# start of MATERIAL SUPPLIED

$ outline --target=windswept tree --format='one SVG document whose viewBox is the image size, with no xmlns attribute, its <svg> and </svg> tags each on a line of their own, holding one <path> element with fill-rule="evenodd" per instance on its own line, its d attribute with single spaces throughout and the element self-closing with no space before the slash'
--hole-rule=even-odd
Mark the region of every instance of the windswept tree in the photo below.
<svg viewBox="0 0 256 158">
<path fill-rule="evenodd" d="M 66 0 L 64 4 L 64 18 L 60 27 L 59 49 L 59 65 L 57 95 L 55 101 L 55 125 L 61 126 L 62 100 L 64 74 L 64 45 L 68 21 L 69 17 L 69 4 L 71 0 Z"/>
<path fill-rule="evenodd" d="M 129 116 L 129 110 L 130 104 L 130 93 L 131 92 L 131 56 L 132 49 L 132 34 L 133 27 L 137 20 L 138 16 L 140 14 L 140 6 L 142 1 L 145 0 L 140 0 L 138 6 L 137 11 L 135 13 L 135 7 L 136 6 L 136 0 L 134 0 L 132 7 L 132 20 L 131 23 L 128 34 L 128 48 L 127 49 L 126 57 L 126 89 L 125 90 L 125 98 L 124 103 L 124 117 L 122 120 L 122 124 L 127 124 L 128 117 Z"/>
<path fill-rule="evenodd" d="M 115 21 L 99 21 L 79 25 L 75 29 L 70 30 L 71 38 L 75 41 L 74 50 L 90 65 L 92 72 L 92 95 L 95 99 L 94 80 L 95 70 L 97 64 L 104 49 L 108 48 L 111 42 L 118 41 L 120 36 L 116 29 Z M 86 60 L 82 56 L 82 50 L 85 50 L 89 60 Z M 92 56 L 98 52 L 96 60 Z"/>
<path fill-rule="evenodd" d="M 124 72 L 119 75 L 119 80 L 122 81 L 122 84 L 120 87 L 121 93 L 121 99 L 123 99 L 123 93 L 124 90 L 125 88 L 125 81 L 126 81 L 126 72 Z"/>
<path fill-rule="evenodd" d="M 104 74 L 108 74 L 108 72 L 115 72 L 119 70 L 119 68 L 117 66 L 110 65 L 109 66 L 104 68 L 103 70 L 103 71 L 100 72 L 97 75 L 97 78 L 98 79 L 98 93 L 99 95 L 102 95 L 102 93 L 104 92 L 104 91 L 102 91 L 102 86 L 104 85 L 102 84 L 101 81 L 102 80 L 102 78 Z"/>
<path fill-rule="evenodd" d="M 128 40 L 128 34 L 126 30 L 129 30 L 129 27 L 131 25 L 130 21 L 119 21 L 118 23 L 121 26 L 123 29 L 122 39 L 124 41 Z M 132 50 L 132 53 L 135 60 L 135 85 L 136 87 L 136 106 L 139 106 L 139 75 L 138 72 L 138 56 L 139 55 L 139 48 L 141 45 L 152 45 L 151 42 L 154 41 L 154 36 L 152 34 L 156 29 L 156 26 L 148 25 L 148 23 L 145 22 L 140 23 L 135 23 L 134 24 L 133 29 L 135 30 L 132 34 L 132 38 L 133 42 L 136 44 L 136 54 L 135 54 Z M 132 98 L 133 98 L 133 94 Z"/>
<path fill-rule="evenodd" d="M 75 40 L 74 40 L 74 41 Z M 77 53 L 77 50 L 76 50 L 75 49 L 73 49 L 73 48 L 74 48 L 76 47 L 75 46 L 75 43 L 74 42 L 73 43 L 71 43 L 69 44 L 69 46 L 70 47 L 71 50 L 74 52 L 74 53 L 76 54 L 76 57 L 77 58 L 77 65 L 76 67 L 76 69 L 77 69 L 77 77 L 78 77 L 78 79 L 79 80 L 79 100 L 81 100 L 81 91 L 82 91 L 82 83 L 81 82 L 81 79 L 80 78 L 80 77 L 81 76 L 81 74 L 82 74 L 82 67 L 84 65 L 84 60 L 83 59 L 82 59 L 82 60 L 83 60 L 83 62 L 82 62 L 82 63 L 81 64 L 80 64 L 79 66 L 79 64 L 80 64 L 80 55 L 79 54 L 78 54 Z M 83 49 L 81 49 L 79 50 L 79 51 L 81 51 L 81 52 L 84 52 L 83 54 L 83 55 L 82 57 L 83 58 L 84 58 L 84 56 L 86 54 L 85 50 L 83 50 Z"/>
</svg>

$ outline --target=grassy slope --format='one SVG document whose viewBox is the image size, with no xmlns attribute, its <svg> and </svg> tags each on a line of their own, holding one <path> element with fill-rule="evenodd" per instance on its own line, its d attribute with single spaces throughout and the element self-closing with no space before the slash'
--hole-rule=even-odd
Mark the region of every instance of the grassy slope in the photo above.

# end of MATERIAL SUPPLIED

• _GIVEN EXERCISE_
Copy out the lines of the records above without changing anything.

• _THE RESPONSE_
$ outline --target=windswept tree --format='one SVG document whose viewBox is the image size, with no xmlns attribute, its <svg> and </svg> tags each on a line of their own, holding one <path> element with fill-rule="evenodd" per instance on its own line, its d attribute with single spaces throughout and the element self-closing with no space before the slash'
--hole-rule=even-odd
Mark the region of every instance of the windswept tree in the photo below.
<svg viewBox="0 0 256 158">
<path fill-rule="evenodd" d="M 66 0 L 64 4 L 64 18 L 60 27 L 59 49 L 59 65 L 57 95 L 55 101 L 55 125 L 61 126 L 62 100 L 64 74 L 64 45 L 68 21 L 69 17 L 69 4 L 71 0 Z"/>
<path fill-rule="evenodd" d="M 129 116 L 129 110 L 130 104 L 130 93 L 131 92 L 131 56 L 132 49 L 132 34 L 133 27 L 137 20 L 138 16 L 140 14 L 140 6 L 142 1 L 145 0 L 140 0 L 138 6 L 137 11 L 135 13 L 135 7 L 136 6 L 136 0 L 134 0 L 132 7 L 132 20 L 131 23 L 128 34 L 128 48 L 127 49 L 126 57 L 126 89 L 125 90 L 125 98 L 124 103 L 124 117 L 122 120 L 122 124 L 127 124 L 128 117 Z"/>
<path fill-rule="evenodd" d="M 115 21 L 99 21 L 79 25 L 75 29 L 70 30 L 71 38 L 75 41 L 74 50 L 90 65 L 92 72 L 92 95 L 95 99 L 94 80 L 95 70 L 97 64 L 104 49 L 108 48 L 111 42 L 118 41 L 120 36 L 116 29 Z M 86 60 L 82 56 L 82 50 L 85 50 L 89 60 Z M 92 56 L 98 52 L 96 60 Z"/>
<path fill-rule="evenodd" d="M 124 72 L 119 75 L 119 80 L 122 81 L 122 84 L 120 87 L 121 93 L 121 99 L 123 99 L 123 93 L 124 90 L 125 88 L 125 81 L 126 81 L 126 72 Z"/>
<path fill-rule="evenodd" d="M 104 74 L 108 74 L 108 72 L 115 72 L 119 70 L 119 68 L 117 66 L 110 65 L 109 66 L 104 68 L 103 70 L 103 71 L 100 72 L 97 75 L 97 78 L 98 79 L 98 93 L 99 95 L 102 95 L 102 93 L 104 92 L 104 91 L 102 91 L 102 86 L 104 85 L 102 84 L 101 81 L 102 80 L 102 78 Z"/>
<path fill-rule="evenodd" d="M 128 40 L 128 34 L 126 30 L 129 30 L 129 27 L 131 25 L 130 21 L 119 21 L 118 23 L 121 26 L 123 29 L 122 39 L 124 41 Z M 132 50 L 132 53 L 135 60 L 135 85 L 136 87 L 136 106 L 139 106 L 139 75 L 138 72 L 138 56 L 139 55 L 139 48 L 141 45 L 152 45 L 151 42 L 154 41 L 154 36 L 152 34 L 156 29 L 156 26 L 148 25 L 148 23 L 145 22 L 140 23 L 135 23 L 134 24 L 133 29 L 135 30 L 132 34 L 132 38 L 133 42 L 136 44 L 136 54 L 135 54 Z M 132 98 L 133 98 L 133 94 Z"/>
<path fill-rule="evenodd" d="M 75 40 L 74 40 L 74 41 Z M 77 53 L 77 50 L 76 50 L 75 49 L 73 49 L 73 48 L 74 48 L 76 47 L 75 46 L 75 43 L 74 42 L 73 43 L 71 43 L 69 44 L 69 46 L 70 47 L 71 50 L 74 52 L 74 53 L 76 54 L 76 57 L 77 58 L 77 65 L 76 67 L 76 69 L 77 69 L 77 77 L 78 77 L 78 79 L 79 80 L 79 100 L 81 100 L 81 91 L 82 91 L 82 83 L 81 82 L 81 79 L 80 78 L 80 77 L 81 76 L 81 74 L 82 74 L 82 67 L 84 65 L 84 60 L 83 59 L 82 59 L 82 60 L 83 60 L 83 62 L 82 62 L 82 63 L 81 64 L 80 64 L 79 66 L 79 64 L 80 64 L 80 55 L 79 54 L 78 54 Z M 83 49 L 81 49 L 79 50 L 79 51 L 81 51 L 81 52 L 84 52 L 83 54 L 83 55 L 82 57 L 83 58 L 84 58 L 84 56 L 86 54 L 85 50 L 83 50 Z"/>
</svg>

$ outline --target=grassy slope --format='one SVG document whose viewBox is the image size, with no xmlns attribute, its <svg> and </svg> tags each on a line of their own, holding one <path> element with fill-rule="evenodd" per instance on its own line, its d attribute with single spaces throughout and the element self-closing with no space before the slash'
--hole-rule=even-odd
Mark the region of every instance of the grassy slope in the photo above.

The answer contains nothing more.